**TASK GOAL:**
In the entries below, rewrite the stretch from the line containing "Can you find the fog" through the line containing "[[353, 22], [532, 94], [515, 38]]", replacing "paved road" with "gravel road" and leaving everything else unchanged.

**RECORDS FOR THE EXERCISE:**

+ + + + + + +

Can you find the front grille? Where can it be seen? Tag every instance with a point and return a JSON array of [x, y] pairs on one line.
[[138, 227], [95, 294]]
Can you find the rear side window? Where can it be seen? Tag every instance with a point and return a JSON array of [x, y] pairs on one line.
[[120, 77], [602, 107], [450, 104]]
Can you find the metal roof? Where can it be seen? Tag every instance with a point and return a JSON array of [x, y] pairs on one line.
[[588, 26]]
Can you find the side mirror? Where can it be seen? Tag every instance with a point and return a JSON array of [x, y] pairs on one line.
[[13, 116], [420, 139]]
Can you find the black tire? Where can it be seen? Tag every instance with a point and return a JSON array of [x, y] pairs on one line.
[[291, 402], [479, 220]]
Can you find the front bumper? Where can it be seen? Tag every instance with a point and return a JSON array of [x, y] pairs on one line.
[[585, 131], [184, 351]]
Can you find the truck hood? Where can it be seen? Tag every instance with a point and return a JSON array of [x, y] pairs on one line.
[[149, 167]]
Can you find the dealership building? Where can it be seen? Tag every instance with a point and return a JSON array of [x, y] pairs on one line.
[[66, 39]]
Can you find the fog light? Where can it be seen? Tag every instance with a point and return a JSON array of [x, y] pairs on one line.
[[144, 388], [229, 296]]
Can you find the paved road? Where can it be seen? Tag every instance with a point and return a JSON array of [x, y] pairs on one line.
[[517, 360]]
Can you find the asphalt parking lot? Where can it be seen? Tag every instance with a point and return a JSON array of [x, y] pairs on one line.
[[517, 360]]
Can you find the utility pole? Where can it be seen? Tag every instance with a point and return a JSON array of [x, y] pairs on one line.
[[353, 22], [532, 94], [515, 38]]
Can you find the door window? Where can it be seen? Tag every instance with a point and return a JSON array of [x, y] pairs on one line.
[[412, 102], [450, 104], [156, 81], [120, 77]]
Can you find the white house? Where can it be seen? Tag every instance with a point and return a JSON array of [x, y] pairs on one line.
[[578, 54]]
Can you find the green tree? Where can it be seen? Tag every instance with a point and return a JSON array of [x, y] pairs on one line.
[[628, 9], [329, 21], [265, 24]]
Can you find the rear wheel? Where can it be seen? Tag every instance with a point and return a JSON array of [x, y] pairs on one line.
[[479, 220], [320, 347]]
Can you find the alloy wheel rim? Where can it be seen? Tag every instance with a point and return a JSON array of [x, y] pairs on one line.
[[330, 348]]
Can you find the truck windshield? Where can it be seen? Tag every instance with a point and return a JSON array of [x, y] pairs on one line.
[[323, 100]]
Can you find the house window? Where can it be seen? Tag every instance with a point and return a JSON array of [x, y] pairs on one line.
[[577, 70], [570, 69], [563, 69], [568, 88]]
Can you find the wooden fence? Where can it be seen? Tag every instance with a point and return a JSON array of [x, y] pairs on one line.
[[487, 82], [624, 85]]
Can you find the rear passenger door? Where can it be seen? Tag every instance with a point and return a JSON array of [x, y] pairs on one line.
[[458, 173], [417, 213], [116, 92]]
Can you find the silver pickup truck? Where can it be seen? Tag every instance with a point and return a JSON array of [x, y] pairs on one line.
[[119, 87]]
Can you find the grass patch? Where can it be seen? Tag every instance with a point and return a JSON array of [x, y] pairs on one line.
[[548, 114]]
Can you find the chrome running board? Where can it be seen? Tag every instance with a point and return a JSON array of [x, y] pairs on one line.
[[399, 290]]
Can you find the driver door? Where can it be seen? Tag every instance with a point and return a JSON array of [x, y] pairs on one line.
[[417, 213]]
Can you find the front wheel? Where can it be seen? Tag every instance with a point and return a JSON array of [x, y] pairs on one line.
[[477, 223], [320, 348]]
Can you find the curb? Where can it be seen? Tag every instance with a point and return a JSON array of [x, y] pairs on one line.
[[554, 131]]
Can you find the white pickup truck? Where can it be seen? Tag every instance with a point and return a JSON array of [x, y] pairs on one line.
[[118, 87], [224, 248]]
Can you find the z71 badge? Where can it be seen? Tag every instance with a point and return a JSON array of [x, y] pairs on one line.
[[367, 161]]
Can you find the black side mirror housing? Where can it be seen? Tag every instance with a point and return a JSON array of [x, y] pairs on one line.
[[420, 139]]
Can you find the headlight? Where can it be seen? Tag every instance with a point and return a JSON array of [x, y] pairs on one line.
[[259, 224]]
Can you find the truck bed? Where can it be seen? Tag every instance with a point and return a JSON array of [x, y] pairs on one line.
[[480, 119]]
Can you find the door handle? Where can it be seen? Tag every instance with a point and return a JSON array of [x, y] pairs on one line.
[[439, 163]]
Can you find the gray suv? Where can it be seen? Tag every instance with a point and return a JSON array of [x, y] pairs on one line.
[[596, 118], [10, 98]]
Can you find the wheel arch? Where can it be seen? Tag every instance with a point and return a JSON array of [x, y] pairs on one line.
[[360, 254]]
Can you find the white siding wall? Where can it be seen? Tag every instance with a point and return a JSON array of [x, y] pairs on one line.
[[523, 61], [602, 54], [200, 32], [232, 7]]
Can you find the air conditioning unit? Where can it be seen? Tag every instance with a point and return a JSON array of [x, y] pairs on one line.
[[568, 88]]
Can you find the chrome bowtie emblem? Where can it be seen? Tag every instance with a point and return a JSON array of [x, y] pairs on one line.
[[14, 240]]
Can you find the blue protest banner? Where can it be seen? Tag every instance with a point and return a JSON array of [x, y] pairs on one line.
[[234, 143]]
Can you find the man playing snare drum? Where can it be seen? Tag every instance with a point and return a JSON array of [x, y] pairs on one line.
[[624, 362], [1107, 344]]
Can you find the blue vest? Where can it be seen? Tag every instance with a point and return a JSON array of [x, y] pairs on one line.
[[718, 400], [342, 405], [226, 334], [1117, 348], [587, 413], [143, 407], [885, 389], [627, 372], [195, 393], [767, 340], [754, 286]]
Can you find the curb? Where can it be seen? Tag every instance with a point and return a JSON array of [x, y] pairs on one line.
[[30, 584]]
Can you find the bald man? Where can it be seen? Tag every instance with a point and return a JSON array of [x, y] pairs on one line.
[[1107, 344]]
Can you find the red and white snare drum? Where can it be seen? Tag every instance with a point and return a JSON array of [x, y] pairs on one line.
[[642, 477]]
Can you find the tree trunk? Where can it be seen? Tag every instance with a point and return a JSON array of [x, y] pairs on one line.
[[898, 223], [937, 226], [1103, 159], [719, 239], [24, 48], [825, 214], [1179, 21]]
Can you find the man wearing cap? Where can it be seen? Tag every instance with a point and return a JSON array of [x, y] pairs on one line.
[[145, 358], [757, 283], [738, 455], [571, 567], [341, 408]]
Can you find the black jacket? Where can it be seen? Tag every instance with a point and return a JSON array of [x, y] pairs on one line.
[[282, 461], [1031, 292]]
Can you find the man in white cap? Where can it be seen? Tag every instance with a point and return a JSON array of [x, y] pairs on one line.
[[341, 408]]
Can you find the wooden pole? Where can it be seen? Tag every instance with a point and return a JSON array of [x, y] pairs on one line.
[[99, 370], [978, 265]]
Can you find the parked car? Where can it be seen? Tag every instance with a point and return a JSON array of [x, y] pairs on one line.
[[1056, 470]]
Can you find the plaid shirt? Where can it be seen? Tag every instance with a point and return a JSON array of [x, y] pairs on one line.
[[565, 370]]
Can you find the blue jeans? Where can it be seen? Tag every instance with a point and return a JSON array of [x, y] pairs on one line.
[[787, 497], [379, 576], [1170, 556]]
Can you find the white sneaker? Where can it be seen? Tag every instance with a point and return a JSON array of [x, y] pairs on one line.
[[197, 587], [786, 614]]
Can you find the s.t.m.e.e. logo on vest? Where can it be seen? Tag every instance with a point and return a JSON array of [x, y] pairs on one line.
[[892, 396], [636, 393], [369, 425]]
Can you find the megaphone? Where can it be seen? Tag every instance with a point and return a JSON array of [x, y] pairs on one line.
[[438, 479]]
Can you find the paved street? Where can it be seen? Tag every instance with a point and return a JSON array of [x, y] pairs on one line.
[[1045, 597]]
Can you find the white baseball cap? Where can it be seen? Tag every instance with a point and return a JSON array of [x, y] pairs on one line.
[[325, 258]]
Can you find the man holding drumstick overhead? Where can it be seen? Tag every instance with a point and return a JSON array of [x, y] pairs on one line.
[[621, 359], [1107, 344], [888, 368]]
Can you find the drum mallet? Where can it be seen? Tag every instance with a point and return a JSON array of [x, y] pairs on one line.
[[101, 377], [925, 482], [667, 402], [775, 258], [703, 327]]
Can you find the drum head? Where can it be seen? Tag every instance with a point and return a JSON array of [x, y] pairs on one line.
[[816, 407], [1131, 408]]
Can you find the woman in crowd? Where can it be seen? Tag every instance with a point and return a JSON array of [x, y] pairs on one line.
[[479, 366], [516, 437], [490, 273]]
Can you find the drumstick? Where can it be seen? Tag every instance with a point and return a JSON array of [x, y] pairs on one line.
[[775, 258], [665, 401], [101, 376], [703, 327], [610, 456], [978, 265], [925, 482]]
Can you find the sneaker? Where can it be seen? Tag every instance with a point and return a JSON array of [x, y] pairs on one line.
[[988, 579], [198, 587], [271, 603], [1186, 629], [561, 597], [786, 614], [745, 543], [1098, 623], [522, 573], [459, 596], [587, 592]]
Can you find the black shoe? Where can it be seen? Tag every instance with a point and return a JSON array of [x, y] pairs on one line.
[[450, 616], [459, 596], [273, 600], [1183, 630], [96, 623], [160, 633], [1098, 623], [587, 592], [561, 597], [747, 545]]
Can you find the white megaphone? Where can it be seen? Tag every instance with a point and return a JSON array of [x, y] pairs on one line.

+ + + + + + +

**EXERCISE ANSWER:**
Can you find the fog light? Where can it be seen? Tag every instance with a point and return a JSON array of [x, y] pairs on one line.
[[144, 388], [229, 296]]
Can you find the gravel road? Where can it be seen? Tag every instance with a point and return a JSON array of [x, y] pairs on one line.
[[517, 360]]
Can you find the asphalt parking lot? Where can it be seen? Tag every instance with a point and return a JSON array of [x, y] pairs on one line.
[[517, 360]]
Can you find the utility pole? Where can it be seen? Tag every instance with a point and return a JSON array of [x, y] pairs on one line.
[[353, 22], [532, 94], [515, 38]]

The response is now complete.